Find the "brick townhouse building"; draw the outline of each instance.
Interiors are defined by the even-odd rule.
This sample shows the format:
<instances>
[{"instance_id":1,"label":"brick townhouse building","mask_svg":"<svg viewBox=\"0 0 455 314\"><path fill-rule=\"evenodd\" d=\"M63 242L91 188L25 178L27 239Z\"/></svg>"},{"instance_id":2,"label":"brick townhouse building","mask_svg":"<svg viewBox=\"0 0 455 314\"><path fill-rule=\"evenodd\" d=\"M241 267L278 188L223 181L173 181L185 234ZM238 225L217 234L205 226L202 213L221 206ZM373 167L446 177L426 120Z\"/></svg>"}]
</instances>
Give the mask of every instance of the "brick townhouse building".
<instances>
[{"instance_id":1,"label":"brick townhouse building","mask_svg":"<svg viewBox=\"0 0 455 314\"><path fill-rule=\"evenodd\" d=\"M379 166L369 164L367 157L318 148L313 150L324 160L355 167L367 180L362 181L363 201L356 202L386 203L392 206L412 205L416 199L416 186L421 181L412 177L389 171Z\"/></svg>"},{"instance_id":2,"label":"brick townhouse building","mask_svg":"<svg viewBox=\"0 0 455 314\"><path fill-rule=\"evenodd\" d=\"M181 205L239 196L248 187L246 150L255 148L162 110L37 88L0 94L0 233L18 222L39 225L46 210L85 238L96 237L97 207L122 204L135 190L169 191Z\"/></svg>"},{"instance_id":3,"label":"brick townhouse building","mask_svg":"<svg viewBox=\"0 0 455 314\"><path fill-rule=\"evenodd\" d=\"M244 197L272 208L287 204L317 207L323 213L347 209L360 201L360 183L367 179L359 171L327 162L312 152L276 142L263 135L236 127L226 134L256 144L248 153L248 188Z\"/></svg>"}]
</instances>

> _What to produce_: Render the records above as a two-column CSV with the header input,output and one row per record. Put each record's text in input and its answer in output, wrapping each field in double quotes and replacing every line break with a space.

> _Solution to this problem_:
input,output
"Find the ""brick townhouse building""; draw the outline of each instance. Interiors are defined by the even-odd rule. This sample shows the format: <instances> [{""instance_id"":1,""label"":""brick townhouse building"",""mask_svg"":""<svg viewBox=\""0 0 455 314\""><path fill-rule=\""evenodd\"" d=\""M63 242L91 188L25 178L27 239Z\""/></svg>""},{""instance_id"":2,""label"":""brick townhouse building"",""mask_svg"":""<svg viewBox=\""0 0 455 314\""><path fill-rule=\""evenodd\"" d=\""M241 267L278 188L223 181L173 181L185 234ZM238 225L217 234L205 226L202 213L221 206ZM373 167L446 177L426 120Z\""/></svg>""}] </instances> Give the mask of every instance of the ""brick townhouse building"".","<instances> [{""instance_id"":1,""label"":""brick townhouse building"",""mask_svg"":""<svg viewBox=\""0 0 455 314\""><path fill-rule=\""evenodd\"" d=\""M379 166L369 164L367 157L318 148L313 150L324 160L355 167L367 180L362 181L363 201L356 202L386 203L392 206L412 205L416 199L416 186L421 181L412 177L389 171Z\""/></svg>""},{""instance_id"":2,""label"":""brick townhouse building"",""mask_svg"":""<svg viewBox=\""0 0 455 314\""><path fill-rule=\""evenodd\"" d=\""M181 205L239 196L248 187L246 150L255 148L162 110L37 88L0 94L0 233L18 222L39 225L46 210L85 238L96 237L97 207L122 204L135 190L169 191Z\""/></svg>""},{""instance_id"":3,""label"":""brick townhouse building"",""mask_svg"":""<svg viewBox=\""0 0 455 314\""><path fill-rule=\""evenodd\"" d=\""M244 197L272 208L287 204L317 207L323 213L347 209L360 201L360 183L367 179L359 171L327 162L312 152L276 142L263 135L236 127L226 134L256 144L248 153L248 188Z\""/></svg>""}] </instances>"